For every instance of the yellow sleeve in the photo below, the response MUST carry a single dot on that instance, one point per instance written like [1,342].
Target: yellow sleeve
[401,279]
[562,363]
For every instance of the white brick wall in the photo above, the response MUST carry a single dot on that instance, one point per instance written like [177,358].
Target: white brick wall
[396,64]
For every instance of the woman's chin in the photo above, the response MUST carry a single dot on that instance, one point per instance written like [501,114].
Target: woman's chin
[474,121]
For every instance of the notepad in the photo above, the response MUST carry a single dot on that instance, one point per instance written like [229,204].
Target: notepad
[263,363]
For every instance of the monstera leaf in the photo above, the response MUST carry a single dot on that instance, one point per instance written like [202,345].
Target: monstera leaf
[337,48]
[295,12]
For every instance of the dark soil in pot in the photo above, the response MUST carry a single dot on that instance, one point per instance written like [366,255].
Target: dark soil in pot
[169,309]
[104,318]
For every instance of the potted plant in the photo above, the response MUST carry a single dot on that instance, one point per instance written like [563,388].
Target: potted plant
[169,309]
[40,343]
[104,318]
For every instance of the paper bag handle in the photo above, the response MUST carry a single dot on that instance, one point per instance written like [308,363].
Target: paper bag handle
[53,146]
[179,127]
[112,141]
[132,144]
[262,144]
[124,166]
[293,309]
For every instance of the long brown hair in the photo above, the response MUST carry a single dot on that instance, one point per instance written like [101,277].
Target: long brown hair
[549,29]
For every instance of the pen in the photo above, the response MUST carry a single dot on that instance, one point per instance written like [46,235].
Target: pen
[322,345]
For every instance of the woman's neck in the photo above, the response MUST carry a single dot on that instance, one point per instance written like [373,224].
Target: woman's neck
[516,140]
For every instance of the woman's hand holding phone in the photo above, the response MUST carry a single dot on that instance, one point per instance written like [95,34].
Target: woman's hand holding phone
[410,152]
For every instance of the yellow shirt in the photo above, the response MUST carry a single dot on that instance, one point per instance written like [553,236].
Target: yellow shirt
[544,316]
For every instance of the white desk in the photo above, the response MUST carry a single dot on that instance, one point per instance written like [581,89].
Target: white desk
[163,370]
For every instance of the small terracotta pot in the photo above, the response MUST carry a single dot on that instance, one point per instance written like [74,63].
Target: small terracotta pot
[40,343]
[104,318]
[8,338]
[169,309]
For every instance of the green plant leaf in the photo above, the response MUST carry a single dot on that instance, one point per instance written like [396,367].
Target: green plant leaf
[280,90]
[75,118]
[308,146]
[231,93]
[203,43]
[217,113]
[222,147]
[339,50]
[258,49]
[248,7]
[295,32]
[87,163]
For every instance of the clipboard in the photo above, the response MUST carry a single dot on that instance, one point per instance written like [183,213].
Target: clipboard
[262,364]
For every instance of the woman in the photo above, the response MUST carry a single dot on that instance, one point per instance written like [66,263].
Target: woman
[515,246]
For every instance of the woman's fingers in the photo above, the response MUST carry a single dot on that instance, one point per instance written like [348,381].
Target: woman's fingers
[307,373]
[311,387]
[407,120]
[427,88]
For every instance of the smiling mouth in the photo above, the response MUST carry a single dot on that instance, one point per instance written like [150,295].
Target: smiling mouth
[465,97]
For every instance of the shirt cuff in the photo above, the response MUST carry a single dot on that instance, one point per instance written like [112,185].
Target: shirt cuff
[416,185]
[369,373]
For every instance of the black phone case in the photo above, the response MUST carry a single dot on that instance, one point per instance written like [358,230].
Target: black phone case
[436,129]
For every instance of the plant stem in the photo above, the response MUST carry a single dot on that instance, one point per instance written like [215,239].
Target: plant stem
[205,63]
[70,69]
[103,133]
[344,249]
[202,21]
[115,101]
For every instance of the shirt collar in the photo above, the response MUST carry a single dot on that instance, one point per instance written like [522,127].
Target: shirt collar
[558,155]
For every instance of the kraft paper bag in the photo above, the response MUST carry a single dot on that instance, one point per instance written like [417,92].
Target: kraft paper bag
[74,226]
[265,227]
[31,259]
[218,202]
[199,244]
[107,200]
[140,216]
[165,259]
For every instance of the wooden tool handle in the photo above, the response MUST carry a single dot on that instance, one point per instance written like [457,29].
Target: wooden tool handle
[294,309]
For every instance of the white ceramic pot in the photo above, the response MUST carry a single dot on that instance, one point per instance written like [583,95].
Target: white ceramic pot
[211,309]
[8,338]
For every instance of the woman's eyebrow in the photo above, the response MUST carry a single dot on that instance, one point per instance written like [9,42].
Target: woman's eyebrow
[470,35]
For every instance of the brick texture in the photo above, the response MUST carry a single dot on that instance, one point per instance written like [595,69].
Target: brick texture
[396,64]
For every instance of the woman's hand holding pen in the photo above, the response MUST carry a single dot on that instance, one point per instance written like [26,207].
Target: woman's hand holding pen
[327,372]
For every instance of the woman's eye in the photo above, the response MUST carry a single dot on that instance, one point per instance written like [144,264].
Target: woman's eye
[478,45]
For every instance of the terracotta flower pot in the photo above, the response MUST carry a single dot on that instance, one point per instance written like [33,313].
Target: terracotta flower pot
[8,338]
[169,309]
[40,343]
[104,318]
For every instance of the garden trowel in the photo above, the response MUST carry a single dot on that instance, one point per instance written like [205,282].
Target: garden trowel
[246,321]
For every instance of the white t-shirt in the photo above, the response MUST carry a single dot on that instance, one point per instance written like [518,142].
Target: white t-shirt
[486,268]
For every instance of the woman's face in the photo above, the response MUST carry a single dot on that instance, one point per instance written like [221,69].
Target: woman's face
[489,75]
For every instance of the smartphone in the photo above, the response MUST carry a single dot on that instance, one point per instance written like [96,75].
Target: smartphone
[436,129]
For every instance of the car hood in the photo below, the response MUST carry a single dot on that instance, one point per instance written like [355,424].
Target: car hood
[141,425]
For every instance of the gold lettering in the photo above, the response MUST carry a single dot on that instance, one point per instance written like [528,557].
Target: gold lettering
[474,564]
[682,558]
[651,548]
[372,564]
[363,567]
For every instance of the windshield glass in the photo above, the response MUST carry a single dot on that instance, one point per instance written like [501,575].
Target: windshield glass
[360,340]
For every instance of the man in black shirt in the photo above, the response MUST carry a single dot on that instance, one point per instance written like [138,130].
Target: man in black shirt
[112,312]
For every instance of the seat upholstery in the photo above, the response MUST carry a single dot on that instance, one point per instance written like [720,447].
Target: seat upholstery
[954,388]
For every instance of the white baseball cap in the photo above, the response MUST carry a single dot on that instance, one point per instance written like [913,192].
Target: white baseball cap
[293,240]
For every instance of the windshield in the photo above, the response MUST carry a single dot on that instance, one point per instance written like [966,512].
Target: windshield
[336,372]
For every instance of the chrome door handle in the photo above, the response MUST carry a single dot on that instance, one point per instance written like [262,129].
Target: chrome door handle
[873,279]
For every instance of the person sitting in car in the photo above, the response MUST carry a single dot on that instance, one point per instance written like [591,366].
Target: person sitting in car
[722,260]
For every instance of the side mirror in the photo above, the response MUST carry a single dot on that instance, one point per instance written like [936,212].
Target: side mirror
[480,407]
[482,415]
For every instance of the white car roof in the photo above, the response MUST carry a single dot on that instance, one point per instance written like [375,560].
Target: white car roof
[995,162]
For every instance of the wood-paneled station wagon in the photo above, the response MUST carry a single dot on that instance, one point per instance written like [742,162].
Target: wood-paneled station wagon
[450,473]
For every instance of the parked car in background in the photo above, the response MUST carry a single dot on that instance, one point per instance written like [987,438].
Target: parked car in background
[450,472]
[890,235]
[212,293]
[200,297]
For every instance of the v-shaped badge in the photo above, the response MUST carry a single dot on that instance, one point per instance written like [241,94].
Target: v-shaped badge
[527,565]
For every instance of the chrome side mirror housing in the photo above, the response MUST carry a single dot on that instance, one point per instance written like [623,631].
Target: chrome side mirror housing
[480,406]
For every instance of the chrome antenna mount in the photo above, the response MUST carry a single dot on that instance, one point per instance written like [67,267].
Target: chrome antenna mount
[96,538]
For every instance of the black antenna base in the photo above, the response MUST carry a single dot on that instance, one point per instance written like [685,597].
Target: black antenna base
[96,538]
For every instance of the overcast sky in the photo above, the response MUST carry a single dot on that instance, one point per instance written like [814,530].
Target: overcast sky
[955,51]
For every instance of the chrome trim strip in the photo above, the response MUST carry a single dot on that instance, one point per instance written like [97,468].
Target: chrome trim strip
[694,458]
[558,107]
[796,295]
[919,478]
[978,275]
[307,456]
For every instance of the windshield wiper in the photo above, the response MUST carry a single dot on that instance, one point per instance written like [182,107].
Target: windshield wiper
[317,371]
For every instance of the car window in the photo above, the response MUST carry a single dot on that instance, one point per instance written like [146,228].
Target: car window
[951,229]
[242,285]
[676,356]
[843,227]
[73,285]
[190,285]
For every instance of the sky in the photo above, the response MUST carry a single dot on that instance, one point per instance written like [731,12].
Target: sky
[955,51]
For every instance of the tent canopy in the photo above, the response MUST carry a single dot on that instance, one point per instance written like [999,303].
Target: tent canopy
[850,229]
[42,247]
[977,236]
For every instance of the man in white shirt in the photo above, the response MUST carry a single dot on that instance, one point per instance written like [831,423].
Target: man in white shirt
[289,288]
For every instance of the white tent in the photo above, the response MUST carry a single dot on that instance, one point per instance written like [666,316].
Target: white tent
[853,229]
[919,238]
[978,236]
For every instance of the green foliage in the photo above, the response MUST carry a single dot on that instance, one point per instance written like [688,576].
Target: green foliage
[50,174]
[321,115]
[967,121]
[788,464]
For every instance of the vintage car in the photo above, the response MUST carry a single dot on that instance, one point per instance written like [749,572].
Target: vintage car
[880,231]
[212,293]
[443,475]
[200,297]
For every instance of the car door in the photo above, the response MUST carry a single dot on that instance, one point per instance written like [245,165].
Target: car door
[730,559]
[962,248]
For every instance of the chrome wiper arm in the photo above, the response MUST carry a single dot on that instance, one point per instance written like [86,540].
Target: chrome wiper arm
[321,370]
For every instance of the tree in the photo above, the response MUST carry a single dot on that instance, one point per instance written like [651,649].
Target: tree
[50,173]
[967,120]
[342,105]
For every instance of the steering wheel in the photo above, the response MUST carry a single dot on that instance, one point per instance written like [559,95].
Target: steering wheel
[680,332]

——————

### Task requirements
Go through the entries above and copy out every line that includes the word "below".

### Result of this task
For every instance of the yellow sleeve in the photo below, the response MUST carry a single dot on that instance, one point per instance written like [1,342].
For every instance of the car hood in the photo below, the response MUST carry a single dot on that instance, one point per instance written like [355,424].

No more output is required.